Word for word, restate all of the data shown below.

Saved entries:
========================

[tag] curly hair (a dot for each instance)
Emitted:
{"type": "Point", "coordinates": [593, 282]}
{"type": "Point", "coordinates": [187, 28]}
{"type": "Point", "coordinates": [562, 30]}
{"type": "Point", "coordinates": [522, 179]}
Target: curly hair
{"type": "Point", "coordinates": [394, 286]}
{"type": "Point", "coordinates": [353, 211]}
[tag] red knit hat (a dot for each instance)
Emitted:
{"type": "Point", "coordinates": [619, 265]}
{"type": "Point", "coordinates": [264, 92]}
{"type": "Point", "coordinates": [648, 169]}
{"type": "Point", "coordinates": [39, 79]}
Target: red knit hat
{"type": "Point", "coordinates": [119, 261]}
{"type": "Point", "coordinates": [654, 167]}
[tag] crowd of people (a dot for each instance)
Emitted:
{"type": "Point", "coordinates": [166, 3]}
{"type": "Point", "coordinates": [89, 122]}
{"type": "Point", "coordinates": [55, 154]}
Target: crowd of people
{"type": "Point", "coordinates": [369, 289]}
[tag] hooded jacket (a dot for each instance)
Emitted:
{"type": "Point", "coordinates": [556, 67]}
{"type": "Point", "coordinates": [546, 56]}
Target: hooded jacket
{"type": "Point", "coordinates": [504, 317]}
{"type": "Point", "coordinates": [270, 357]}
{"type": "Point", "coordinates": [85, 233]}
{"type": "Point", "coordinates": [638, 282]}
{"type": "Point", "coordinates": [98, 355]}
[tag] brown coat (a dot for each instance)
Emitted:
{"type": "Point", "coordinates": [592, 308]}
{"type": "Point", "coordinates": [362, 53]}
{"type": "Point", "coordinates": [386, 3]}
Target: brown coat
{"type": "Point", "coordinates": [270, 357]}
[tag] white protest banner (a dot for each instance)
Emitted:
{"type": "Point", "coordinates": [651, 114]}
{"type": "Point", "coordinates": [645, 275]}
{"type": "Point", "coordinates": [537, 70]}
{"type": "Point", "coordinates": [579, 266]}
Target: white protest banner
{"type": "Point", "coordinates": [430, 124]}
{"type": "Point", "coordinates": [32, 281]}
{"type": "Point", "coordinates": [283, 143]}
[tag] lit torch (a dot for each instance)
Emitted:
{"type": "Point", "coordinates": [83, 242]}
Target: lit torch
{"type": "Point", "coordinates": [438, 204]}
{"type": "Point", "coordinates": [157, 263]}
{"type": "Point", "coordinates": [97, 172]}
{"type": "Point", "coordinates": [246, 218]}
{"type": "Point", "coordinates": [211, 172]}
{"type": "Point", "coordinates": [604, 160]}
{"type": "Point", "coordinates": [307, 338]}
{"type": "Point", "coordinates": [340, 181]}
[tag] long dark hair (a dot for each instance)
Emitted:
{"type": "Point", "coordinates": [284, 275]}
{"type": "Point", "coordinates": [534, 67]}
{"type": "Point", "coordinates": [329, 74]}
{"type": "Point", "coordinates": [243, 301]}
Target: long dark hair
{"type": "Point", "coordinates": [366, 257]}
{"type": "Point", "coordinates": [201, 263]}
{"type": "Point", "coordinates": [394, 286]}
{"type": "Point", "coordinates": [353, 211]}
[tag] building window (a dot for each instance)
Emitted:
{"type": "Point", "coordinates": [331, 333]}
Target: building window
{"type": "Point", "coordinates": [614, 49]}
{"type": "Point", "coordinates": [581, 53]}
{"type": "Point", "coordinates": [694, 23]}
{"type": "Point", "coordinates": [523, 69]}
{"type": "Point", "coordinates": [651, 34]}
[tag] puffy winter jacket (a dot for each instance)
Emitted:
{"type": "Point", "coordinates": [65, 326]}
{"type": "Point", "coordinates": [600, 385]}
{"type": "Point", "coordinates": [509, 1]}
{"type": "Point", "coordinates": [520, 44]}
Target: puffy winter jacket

========================

_Solution to this exercise_
[tag] curly hair (a dot for each instance)
Emitted:
{"type": "Point", "coordinates": [593, 282]}
{"type": "Point", "coordinates": [187, 28]}
{"type": "Point", "coordinates": [562, 30]}
{"type": "Point", "coordinates": [522, 179]}
Target: curly hair
{"type": "Point", "coordinates": [394, 286]}
{"type": "Point", "coordinates": [353, 211]}
[tag] red knit hat (a dot for each instance)
Emitted:
{"type": "Point", "coordinates": [619, 265]}
{"type": "Point", "coordinates": [264, 92]}
{"type": "Point", "coordinates": [648, 169]}
{"type": "Point", "coordinates": [39, 79]}
Target: red knit hat
{"type": "Point", "coordinates": [119, 261]}
{"type": "Point", "coordinates": [654, 167]}
[tag] crowd of people (a dot for each instance)
Emitted:
{"type": "Point", "coordinates": [166, 3]}
{"type": "Point", "coordinates": [89, 122]}
{"type": "Point", "coordinates": [55, 154]}
Target: crowd of people
{"type": "Point", "coordinates": [369, 289]}
[tag] hooded jacket (a dot for each instance)
Emitted:
{"type": "Point", "coordinates": [556, 67]}
{"type": "Point", "coordinates": [546, 56]}
Target: hooded jacket
{"type": "Point", "coordinates": [504, 317]}
{"type": "Point", "coordinates": [270, 357]}
{"type": "Point", "coordinates": [85, 233]}
{"type": "Point", "coordinates": [638, 282]}
{"type": "Point", "coordinates": [98, 355]}
[tag] brown coat (a dot for each instance)
Emitted:
{"type": "Point", "coordinates": [592, 308]}
{"type": "Point", "coordinates": [362, 53]}
{"type": "Point", "coordinates": [386, 3]}
Target: brown coat
{"type": "Point", "coordinates": [270, 357]}
[tag] white protest banner (a dot for each instance)
Emitted:
{"type": "Point", "coordinates": [651, 114]}
{"type": "Point", "coordinates": [645, 275]}
{"type": "Point", "coordinates": [537, 70]}
{"type": "Point", "coordinates": [579, 266]}
Target: white protest banner
{"type": "Point", "coordinates": [430, 124]}
{"type": "Point", "coordinates": [32, 281]}
{"type": "Point", "coordinates": [283, 143]}
[tag] lit torch (a dot for each instance)
Emitted:
{"type": "Point", "coordinates": [83, 242]}
Target: lit torch
{"type": "Point", "coordinates": [438, 204]}
{"type": "Point", "coordinates": [157, 263]}
{"type": "Point", "coordinates": [97, 172]}
{"type": "Point", "coordinates": [246, 218]}
{"type": "Point", "coordinates": [211, 172]}
{"type": "Point", "coordinates": [604, 160]}
{"type": "Point", "coordinates": [307, 338]}
{"type": "Point", "coordinates": [340, 181]}
[tag] long dark hair (a dot for each instance)
Emitted:
{"type": "Point", "coordinates": [284, 275]}
{"type": "Point", "coordinates": [534, 67]}
{"type": "Point", "coordinates": [329, 74]}
{"type": "Point", "coordinates": [243, 301]}
Target: long dark hair
{"type": "Point", "coordinates": [366, 257]}
{"type": "Point", "coordinates": [201, 263]}
{"type": "Point", "coordinates": [394, 286]}
{"type": "Point", "coordinates": [353, 211]}
[tag] building window (a dot for each instance)
Emitted:
{"type": "Point", "coordinates": [331, 333]}
Target: building window
{"type": "Point", "coordinates": [614, 49]}
{"type": "Point", "coordinates": [581, 53]}
{"type": "Point", "coordinates": [694, 23]}
{"type": "Point", "coordinates": [523, 69]}
{"type": "Point", "coordinates": [651, 34]}
[tag] puffy winter jacket (a dot for each instance)
Emitted:
{"type": "Point", "coordinates": [65, 326]}
{"type": "Point", "coordinates": [600, 385]}
{"type": "Point", "coordinates": [509, 1]}
{"type": "Point", "coordinates": [520, 44]}
Target: puffy winter jacket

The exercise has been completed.